
    1. By RAW magic items explicitly don't provide a reduction of cost with high skill and a Power enchantment does not increase item skill. As a house rule that could be a really good one.

    2. I really thought Power had an explicit line about not reducing the cost of spells that don't get a reduction from high skill. Never mind, my mistake.

    3. It's an easy confusion to make - using "Power" for the self-power enchantment and "Power" for the effective skill of a magic item wasn't a great choice.

      Magic 4e doesn't make it clear if the ruling on Blocking spells never gaining any free points from high skill is supposed to extend to the Power enchantment or not. Since it doesn't say it does, it logically shouldn't extend. Especially since the Speed enchantment carries explicit wording that ties it to the existing rules about halving casting speed, and Power carries no wording tying to the cost-reducing effects of high skill. So either it was left off on purpose or by accident, and generally I assume "on purpose" unless shown otherwise.

    4. Thinking about it further, for me, it's a bad idea not to apply that limitation. Otherwise, Lend Energy for 100 and Power 1 for 500 gets you 1 FP back each turn; this is bad. You also get a free, automatically successful Parry each turn with Iron Arm and Power, and this is also something I'd say should be avoided.

    5. Well, "Free" as in "$22,000" by the RAW - that's 22x the starting wealth of a PC. Someone with Filthy Rich can afford one, barely, and someone with Very Wealthy can't. Plus, it's one Parry. Back in our 3e days, when Blocking spells absolutely could and did take advantage of the energy cost break, we joked that Dual-Weapon Attack was the wizard killer. You Feint, then the next turn you do DWA. The wizard gets a free, automatically successful defense, and then dies trying to Parry or Dodge the second attack. Tacking a FP cost on the first success wouldn't balance anything IME.

      Lend Energy needs better wording in any case - back in the 1e/2e days, it was clear it was a way to hand ST (aka FP, based on ST back then) from one person to another, not a spell that turned energy from whatever source into FP. So Power didn't make sense in any way for it, because Power didn't give you ST to hand over. And actually in 1st edition, you couldn't even learn Lend ST at a skill over 14!

      But yes, you're correct, it would be fairly simple to say that Power doesn't work on spells that don't get to take advantage of high skill cost reductions. I've already allowed it to work on Blocking spells in my DF game, because honestly, Blocking spells are so highly limited they aren't sufficient to keep a wizard alive without significant boosting. The only time I find them overpowering is in Featureless Plain duels, not in fights like the confused melees in my DF game. The only reason I haven't changed the rules back to 3e's approach to blocking spells is inertia, not because Blocking spells are overwhelming.

▶ **PROBLEM**
Reproduce the passage of the Power enchantment discussion between "1. By RAW magic" and "really good one.", inclusive. The listing comes from a separate source.

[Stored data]
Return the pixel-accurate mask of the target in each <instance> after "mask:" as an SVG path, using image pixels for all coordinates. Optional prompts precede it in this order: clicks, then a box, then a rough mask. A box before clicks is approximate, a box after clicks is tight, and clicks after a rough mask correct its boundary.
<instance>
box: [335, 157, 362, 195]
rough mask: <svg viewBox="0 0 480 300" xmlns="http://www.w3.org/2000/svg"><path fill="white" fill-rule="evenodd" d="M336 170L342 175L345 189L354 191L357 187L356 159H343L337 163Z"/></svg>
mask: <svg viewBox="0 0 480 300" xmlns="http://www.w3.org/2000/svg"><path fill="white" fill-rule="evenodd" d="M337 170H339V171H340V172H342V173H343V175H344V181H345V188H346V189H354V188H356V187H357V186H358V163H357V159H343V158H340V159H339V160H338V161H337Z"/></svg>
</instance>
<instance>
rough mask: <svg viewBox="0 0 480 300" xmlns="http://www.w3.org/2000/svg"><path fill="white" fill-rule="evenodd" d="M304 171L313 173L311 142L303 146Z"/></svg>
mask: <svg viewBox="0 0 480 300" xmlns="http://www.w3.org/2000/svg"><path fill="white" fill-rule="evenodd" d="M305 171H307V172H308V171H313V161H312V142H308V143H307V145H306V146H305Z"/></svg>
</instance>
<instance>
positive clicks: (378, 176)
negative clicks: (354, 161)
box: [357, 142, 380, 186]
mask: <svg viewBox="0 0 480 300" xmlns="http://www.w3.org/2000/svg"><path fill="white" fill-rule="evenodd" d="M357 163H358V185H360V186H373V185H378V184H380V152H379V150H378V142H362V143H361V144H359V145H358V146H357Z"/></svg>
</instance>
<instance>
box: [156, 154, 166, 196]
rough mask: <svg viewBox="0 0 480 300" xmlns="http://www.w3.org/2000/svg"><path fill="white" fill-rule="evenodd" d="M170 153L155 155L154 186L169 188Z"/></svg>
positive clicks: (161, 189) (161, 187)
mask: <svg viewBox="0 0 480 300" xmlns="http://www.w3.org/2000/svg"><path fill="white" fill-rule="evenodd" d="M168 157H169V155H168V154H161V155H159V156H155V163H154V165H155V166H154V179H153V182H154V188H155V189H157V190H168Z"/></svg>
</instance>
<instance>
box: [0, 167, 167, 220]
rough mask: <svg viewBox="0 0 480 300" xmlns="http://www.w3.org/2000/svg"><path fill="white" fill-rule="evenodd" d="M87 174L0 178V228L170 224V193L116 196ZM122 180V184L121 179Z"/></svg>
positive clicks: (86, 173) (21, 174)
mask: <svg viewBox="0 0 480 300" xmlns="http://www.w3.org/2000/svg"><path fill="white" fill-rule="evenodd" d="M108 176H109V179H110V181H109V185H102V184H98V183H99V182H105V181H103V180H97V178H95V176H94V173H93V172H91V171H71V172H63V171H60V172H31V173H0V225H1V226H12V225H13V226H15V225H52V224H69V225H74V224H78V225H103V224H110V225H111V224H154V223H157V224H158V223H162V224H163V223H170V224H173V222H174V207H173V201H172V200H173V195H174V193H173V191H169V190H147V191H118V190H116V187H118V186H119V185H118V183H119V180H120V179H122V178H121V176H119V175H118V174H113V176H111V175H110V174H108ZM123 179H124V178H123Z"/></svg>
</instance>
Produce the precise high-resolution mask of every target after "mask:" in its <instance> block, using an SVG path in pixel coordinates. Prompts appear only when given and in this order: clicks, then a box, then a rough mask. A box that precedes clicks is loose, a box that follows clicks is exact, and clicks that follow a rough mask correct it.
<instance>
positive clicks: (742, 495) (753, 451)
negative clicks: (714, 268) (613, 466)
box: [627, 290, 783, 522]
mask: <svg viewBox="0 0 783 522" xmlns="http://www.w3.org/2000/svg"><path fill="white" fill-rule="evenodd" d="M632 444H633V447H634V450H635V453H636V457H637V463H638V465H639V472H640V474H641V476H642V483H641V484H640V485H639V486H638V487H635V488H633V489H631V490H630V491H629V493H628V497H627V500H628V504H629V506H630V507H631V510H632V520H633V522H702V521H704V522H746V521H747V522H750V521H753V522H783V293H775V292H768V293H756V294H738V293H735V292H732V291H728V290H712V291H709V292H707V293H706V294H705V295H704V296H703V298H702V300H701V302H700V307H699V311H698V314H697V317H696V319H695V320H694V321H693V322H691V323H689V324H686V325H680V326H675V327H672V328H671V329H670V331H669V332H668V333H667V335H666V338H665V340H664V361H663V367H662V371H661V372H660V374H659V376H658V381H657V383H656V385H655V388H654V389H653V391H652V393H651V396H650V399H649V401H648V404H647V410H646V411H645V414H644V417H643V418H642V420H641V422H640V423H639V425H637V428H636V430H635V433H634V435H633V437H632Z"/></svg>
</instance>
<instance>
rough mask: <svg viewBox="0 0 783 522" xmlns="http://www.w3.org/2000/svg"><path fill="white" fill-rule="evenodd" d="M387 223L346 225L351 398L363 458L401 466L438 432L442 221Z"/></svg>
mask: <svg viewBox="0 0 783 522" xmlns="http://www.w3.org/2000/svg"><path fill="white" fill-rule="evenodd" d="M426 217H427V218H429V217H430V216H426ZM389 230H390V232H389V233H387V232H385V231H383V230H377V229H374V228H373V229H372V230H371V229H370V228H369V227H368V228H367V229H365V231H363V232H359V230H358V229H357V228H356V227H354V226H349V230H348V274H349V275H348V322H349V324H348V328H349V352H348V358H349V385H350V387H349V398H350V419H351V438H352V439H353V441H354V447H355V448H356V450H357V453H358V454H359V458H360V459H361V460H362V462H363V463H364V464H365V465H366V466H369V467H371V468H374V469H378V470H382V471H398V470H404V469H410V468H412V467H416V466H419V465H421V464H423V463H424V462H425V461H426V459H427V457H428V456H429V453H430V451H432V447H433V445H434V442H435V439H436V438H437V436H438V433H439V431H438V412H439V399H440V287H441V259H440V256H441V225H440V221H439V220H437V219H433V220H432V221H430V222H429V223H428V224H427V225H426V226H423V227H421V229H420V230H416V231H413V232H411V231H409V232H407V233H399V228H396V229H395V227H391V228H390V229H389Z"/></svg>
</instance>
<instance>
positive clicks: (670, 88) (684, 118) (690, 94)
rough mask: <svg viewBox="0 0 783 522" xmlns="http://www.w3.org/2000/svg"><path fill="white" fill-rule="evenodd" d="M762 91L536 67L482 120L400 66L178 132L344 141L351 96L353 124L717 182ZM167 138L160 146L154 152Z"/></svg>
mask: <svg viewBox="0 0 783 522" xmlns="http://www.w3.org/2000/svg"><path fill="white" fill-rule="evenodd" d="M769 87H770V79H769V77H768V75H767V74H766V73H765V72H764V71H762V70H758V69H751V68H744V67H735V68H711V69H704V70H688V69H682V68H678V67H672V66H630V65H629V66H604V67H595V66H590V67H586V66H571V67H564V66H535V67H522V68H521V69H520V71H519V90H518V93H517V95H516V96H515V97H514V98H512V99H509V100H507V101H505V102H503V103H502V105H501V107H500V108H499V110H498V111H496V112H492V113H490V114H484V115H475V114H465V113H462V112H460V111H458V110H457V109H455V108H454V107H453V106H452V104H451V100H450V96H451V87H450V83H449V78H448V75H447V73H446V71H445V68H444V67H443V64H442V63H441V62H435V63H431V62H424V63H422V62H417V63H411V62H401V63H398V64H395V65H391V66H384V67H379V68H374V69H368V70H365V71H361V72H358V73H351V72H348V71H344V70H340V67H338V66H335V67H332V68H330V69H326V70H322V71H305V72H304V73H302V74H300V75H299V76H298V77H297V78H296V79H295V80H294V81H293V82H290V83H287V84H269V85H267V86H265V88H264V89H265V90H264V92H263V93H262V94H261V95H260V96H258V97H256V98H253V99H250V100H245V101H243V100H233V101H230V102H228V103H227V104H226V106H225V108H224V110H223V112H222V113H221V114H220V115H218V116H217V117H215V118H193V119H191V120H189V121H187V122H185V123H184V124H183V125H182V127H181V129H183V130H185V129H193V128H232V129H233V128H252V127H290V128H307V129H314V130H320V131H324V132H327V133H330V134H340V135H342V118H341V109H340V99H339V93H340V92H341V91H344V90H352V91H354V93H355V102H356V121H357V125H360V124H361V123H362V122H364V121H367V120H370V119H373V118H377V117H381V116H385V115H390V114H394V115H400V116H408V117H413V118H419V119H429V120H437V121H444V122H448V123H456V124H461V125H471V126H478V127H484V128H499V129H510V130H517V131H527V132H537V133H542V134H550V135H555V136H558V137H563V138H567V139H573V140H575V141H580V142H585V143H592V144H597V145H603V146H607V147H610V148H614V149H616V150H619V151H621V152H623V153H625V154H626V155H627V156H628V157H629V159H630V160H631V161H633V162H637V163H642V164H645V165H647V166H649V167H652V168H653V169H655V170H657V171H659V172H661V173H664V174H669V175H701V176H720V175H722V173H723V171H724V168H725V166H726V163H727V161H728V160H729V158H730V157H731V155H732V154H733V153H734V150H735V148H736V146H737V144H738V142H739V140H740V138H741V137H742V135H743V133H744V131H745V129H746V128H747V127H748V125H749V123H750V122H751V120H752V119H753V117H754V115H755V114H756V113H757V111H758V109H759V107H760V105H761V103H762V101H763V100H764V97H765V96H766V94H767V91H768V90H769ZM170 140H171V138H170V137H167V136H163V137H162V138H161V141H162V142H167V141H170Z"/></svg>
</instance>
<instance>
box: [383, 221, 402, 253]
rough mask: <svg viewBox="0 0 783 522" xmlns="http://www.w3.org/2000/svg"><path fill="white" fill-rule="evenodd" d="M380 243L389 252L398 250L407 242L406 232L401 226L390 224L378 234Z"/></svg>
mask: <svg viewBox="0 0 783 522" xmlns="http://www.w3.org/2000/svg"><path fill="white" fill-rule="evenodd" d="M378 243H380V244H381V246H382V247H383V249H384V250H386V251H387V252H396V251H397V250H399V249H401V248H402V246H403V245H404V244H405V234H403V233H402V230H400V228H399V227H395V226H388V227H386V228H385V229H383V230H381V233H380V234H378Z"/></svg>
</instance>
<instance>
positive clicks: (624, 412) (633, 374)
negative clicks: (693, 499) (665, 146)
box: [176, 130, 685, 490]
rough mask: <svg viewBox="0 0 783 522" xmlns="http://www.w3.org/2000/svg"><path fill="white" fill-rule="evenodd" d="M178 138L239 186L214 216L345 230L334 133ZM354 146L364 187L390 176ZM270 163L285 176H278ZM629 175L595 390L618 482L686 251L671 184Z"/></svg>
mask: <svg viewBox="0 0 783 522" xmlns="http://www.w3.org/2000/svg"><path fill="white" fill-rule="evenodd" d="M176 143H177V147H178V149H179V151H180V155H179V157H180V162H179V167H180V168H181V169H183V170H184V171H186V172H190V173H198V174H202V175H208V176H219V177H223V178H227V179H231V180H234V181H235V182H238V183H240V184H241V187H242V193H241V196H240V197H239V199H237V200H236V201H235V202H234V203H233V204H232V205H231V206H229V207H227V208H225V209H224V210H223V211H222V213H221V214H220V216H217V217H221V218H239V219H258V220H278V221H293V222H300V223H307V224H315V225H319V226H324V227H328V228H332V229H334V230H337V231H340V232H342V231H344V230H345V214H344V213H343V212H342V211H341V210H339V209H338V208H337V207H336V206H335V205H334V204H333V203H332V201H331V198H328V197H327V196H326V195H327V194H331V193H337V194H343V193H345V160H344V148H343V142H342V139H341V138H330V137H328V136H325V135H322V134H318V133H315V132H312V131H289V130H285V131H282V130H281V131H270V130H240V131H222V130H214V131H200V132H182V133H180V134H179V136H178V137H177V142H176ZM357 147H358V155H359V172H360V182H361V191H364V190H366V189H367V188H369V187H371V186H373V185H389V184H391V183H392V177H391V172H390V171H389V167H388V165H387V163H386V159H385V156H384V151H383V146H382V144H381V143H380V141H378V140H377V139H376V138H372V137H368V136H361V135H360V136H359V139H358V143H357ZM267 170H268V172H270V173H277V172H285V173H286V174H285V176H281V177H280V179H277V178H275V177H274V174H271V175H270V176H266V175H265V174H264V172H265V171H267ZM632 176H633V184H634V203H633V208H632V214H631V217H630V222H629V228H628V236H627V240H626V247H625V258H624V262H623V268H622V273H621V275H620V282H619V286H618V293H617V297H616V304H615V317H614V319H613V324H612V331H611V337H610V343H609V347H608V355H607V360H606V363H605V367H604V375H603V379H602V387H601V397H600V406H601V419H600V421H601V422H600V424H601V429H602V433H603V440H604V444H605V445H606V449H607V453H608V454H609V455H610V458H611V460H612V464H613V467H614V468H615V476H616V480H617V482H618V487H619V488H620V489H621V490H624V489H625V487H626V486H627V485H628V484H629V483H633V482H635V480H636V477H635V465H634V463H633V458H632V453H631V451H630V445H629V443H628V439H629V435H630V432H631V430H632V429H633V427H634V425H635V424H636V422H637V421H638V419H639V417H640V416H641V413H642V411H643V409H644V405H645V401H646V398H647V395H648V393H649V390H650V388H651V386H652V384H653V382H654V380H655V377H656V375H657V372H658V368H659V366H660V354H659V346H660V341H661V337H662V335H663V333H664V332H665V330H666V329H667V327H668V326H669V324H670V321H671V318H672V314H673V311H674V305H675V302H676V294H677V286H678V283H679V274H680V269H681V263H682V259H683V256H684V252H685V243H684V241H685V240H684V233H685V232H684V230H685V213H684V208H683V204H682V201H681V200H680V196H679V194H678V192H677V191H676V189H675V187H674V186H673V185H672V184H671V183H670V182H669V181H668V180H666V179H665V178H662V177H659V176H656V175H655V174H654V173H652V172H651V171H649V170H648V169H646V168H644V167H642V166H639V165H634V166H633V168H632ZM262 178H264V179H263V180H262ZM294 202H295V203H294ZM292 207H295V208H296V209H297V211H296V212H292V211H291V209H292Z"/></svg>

▶ **EXERCISE RESULT**
1. By RAW magic items explicitly don't provide a reduction of cost with high skill and a Power enchantment does not increase item skill. As a house rule that could be a really good one.